# Your instructions
Pull out each line of the records below that contains the word "yellow", copying every matching line.

# Input material

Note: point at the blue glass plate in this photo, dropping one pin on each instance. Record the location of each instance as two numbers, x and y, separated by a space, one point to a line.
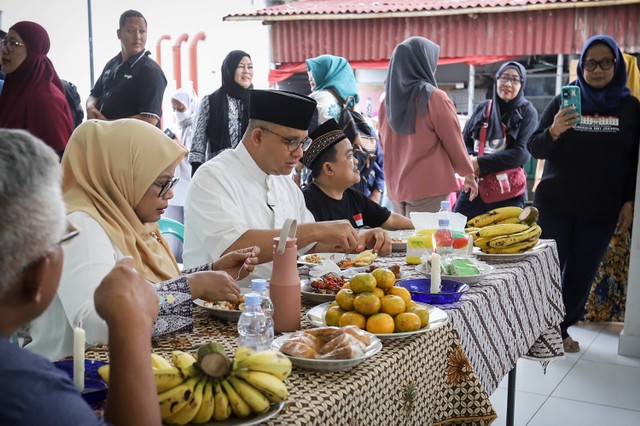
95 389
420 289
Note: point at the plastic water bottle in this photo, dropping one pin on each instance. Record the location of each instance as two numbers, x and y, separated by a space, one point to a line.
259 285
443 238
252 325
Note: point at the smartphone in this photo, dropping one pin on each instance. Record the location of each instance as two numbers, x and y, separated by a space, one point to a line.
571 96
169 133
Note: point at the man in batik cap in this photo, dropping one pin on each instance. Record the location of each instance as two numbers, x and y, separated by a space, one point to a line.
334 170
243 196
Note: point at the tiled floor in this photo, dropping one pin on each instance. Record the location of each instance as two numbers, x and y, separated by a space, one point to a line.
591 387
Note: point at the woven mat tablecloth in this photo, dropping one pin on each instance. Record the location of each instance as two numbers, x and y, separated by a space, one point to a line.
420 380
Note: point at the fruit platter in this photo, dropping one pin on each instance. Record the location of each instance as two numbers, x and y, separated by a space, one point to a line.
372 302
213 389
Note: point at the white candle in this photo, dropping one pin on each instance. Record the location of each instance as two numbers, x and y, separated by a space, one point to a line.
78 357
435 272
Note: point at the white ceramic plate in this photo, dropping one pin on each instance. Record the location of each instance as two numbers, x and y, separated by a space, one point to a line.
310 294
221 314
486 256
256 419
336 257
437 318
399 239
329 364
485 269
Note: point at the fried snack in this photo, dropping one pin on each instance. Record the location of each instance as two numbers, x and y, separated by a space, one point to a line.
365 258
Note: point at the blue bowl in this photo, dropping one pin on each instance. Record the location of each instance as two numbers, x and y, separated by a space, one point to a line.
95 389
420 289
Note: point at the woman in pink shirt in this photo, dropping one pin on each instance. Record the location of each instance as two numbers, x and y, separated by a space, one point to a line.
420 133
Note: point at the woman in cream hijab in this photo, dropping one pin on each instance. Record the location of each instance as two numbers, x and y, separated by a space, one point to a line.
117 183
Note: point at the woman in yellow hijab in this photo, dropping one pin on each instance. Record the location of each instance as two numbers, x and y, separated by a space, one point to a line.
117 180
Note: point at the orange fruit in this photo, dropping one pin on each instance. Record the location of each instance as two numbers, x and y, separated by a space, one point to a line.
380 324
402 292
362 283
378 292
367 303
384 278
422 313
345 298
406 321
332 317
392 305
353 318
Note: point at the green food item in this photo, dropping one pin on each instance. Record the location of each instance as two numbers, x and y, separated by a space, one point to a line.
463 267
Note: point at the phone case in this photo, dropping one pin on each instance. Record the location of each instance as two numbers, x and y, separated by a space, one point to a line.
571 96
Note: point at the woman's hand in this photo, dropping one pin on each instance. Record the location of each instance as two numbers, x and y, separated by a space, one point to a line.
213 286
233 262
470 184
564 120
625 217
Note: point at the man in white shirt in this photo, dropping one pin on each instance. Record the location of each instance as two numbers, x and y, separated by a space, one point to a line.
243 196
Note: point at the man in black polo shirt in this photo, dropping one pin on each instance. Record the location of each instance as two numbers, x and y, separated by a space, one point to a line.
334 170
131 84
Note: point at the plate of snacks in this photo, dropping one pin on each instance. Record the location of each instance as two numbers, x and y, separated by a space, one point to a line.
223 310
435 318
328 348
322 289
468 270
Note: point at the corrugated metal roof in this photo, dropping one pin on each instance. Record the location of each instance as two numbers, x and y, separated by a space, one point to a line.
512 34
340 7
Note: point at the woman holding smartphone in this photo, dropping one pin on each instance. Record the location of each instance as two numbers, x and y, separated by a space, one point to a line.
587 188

* * *

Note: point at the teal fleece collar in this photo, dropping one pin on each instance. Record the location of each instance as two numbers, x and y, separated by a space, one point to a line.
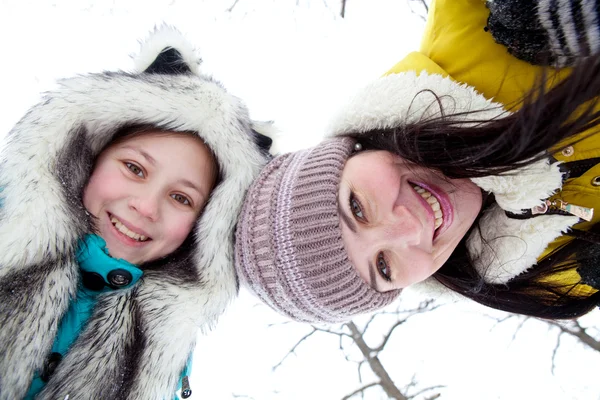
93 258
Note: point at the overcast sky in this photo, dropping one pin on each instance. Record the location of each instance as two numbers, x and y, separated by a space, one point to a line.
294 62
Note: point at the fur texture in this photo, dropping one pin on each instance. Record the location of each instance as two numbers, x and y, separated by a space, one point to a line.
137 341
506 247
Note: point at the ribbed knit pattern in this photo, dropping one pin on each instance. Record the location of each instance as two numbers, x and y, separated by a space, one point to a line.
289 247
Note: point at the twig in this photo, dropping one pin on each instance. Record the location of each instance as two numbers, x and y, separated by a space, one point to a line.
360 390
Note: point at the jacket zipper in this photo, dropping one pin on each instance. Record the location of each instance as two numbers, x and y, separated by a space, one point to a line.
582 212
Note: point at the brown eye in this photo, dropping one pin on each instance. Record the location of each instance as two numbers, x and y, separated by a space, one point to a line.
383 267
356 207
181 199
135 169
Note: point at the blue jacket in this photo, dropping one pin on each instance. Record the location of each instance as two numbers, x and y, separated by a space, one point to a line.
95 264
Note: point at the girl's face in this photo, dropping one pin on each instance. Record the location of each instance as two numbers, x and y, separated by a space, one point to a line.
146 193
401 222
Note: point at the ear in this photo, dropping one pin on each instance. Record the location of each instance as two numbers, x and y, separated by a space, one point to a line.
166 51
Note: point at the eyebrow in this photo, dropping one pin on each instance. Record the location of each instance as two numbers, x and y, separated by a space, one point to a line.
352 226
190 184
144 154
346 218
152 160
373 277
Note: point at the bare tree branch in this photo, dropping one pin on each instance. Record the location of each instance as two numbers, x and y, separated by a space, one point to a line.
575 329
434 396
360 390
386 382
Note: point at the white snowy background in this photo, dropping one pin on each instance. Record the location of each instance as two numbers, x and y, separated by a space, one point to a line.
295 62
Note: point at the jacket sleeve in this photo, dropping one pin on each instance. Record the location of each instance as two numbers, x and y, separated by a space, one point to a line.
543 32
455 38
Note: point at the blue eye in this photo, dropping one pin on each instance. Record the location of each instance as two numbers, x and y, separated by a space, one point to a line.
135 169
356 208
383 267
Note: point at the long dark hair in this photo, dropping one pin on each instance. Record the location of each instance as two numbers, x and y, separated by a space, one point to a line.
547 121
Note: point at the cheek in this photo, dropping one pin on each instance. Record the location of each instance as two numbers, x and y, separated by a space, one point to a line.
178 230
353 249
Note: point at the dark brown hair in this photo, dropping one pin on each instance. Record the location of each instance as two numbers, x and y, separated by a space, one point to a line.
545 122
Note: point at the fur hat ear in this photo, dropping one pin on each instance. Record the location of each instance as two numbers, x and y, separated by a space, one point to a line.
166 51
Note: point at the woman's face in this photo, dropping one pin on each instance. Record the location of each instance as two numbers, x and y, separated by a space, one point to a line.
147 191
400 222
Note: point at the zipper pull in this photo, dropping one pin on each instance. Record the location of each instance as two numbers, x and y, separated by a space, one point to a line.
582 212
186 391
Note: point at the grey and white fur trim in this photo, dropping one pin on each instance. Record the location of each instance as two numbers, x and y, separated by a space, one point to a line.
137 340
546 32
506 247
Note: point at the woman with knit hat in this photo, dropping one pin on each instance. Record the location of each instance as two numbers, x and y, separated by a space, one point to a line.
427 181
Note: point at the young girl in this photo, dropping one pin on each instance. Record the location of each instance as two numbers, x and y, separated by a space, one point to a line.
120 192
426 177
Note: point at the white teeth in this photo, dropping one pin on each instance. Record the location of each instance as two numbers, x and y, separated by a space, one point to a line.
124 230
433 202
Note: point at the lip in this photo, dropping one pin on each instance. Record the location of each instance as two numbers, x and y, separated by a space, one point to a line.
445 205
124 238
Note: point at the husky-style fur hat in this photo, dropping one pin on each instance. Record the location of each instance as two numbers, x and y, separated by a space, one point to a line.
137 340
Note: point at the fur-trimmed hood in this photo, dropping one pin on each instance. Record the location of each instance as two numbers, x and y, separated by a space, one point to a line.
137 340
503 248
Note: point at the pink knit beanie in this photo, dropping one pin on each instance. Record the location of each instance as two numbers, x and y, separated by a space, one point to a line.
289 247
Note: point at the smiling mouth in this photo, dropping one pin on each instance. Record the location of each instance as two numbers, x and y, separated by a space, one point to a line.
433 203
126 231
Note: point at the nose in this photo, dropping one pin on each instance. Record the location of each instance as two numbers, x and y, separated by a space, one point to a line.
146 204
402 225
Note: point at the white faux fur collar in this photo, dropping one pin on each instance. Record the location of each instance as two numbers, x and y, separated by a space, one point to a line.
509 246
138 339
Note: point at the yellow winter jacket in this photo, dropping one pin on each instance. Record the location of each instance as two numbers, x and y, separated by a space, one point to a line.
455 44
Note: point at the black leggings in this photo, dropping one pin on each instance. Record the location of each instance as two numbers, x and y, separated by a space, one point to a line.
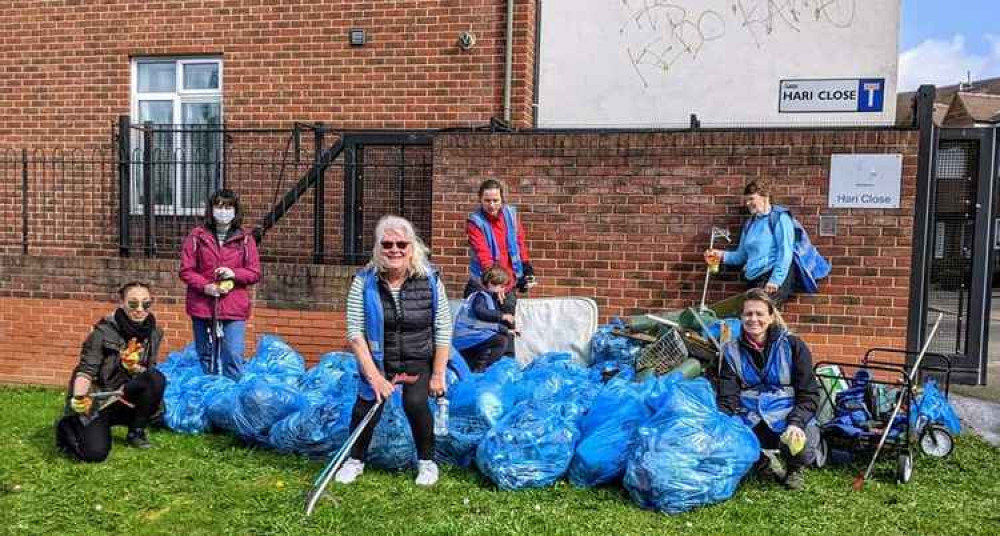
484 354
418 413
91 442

# Solution to this exercise
Note: point at the woman in yellow hijab in this photo, dropping one pin on each instance. Record the location of each instance as two numbers, x and y, separated by a space, one point to a line.
Note: point at the yellow winter jacket in this photo, dropping one pin on each instance. Record the location of each instance as two numbers, x and y, separated by a space, one point to a line.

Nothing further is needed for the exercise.